((

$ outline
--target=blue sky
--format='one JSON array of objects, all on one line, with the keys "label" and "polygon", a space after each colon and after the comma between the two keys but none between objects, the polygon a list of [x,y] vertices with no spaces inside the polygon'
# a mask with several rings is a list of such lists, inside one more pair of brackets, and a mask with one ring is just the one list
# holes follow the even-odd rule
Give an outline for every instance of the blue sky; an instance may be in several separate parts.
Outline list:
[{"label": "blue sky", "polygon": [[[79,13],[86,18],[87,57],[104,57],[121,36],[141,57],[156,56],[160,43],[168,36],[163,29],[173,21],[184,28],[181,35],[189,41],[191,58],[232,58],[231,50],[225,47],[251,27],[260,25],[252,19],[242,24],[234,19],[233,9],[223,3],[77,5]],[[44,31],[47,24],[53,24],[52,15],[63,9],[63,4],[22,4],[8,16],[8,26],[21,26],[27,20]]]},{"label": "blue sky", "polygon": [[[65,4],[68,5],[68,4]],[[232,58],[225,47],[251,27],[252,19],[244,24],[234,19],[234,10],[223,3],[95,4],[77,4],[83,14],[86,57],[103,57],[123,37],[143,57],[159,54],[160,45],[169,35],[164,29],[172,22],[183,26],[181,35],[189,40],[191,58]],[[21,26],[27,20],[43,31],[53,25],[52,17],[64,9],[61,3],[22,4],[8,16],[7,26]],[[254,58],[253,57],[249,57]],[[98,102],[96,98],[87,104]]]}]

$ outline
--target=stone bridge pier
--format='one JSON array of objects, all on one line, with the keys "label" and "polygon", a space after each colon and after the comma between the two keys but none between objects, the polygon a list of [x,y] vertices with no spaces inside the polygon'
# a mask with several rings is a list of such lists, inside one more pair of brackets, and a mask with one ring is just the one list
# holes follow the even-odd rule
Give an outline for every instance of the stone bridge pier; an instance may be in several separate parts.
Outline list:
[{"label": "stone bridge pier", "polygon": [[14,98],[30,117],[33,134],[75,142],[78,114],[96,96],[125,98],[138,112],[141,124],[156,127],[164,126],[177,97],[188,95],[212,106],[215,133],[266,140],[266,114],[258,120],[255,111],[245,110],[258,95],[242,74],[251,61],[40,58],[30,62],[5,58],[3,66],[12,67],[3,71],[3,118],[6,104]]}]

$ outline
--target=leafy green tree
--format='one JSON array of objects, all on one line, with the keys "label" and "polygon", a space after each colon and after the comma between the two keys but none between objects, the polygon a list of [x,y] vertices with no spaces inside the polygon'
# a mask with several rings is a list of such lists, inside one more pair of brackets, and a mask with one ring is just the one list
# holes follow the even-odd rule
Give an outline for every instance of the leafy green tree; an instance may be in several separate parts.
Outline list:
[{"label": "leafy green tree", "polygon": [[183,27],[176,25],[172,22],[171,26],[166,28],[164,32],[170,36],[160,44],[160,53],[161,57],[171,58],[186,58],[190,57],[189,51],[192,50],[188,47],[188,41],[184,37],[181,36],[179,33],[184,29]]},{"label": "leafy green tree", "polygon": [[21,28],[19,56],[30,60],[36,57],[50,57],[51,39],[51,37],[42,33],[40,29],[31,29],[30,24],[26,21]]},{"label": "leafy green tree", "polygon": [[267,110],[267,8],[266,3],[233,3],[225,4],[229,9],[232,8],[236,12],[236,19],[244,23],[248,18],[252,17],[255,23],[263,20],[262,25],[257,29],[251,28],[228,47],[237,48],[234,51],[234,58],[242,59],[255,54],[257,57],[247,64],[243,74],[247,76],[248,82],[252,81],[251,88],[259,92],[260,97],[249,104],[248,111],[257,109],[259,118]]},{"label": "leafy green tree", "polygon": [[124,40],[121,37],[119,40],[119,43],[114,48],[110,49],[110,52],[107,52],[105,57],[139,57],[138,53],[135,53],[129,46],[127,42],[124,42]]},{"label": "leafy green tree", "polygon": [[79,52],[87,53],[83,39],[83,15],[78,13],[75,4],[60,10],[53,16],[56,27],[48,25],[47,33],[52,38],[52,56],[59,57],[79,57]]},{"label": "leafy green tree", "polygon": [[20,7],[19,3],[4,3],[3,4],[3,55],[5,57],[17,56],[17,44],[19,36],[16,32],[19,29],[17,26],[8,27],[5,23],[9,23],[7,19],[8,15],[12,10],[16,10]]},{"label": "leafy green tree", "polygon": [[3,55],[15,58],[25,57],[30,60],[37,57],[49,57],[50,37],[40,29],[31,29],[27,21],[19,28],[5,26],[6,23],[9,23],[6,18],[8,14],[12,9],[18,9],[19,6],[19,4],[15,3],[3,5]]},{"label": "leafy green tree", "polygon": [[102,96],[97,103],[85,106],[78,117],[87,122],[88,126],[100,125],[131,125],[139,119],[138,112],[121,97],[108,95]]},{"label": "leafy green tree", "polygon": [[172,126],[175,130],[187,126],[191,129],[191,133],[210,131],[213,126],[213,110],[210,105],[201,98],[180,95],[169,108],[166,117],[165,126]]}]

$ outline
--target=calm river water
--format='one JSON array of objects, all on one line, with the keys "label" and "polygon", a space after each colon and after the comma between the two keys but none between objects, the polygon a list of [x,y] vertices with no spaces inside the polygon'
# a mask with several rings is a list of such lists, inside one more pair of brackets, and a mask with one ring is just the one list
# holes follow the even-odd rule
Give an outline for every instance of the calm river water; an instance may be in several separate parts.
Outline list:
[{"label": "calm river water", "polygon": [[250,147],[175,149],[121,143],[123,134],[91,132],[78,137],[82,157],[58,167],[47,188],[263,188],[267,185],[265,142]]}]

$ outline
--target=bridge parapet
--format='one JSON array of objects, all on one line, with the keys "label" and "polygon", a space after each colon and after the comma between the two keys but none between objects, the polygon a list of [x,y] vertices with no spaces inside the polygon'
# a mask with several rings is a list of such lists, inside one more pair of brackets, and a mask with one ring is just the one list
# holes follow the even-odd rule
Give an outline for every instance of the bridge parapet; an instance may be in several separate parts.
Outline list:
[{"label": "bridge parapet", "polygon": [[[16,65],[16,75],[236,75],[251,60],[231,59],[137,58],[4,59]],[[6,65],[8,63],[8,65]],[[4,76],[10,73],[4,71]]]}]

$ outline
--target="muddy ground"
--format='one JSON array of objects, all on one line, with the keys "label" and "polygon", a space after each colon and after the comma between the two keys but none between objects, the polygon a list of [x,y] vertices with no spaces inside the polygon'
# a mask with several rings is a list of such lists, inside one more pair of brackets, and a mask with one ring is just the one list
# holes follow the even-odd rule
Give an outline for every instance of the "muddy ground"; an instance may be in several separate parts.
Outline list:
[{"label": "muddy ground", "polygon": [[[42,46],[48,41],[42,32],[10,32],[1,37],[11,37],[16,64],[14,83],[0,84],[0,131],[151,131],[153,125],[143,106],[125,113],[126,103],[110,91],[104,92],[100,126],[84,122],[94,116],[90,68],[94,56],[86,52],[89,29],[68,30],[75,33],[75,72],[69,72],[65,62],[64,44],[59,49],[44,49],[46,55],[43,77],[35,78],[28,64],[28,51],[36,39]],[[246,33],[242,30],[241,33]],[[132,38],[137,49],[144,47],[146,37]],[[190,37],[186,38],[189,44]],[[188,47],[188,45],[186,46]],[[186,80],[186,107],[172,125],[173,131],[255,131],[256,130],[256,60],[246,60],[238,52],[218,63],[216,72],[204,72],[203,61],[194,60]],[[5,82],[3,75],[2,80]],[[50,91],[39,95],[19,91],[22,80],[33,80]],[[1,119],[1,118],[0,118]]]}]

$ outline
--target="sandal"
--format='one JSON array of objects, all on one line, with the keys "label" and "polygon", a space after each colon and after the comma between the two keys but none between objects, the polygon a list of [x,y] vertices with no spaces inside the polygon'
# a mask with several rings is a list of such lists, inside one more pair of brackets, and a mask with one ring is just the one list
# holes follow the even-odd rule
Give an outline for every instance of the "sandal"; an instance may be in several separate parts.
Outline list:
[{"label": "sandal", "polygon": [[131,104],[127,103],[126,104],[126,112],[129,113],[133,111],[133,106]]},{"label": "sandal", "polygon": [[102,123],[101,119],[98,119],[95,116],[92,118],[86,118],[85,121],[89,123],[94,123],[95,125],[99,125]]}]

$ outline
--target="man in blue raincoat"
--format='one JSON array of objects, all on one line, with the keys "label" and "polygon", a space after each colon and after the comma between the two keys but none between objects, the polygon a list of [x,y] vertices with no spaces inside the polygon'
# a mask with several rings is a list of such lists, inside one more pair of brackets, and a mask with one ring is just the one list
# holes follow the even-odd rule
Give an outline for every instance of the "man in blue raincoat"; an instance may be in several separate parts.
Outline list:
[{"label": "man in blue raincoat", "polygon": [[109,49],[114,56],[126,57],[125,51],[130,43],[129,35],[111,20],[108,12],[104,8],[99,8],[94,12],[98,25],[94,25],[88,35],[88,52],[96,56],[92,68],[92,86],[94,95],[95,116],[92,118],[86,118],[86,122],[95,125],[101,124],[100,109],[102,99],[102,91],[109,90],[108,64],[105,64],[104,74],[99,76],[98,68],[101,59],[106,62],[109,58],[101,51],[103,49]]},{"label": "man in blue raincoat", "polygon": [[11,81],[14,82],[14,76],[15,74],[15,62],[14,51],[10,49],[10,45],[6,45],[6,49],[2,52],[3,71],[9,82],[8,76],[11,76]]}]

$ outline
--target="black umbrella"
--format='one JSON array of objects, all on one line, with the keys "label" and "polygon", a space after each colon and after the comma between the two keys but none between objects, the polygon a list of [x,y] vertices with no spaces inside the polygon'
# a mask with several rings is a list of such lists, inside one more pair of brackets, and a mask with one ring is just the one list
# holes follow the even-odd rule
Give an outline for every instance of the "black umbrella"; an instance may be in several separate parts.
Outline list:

))

• **What is asked**
Which lines of the listing above contain the word "water"? Find each one and copy it in full.

• **Output of the exercise**
--target=calm river water
Give an outline for every instance of the calm river water; an instance may be in several separate parts.
[{"label": "calm river water", "polygon": [[250,147],[175,149],[121,143],[123,134],[91,132],[78,137],[82,157],[58,167],[47,188],[263,188],[267,185],[265,142]]}]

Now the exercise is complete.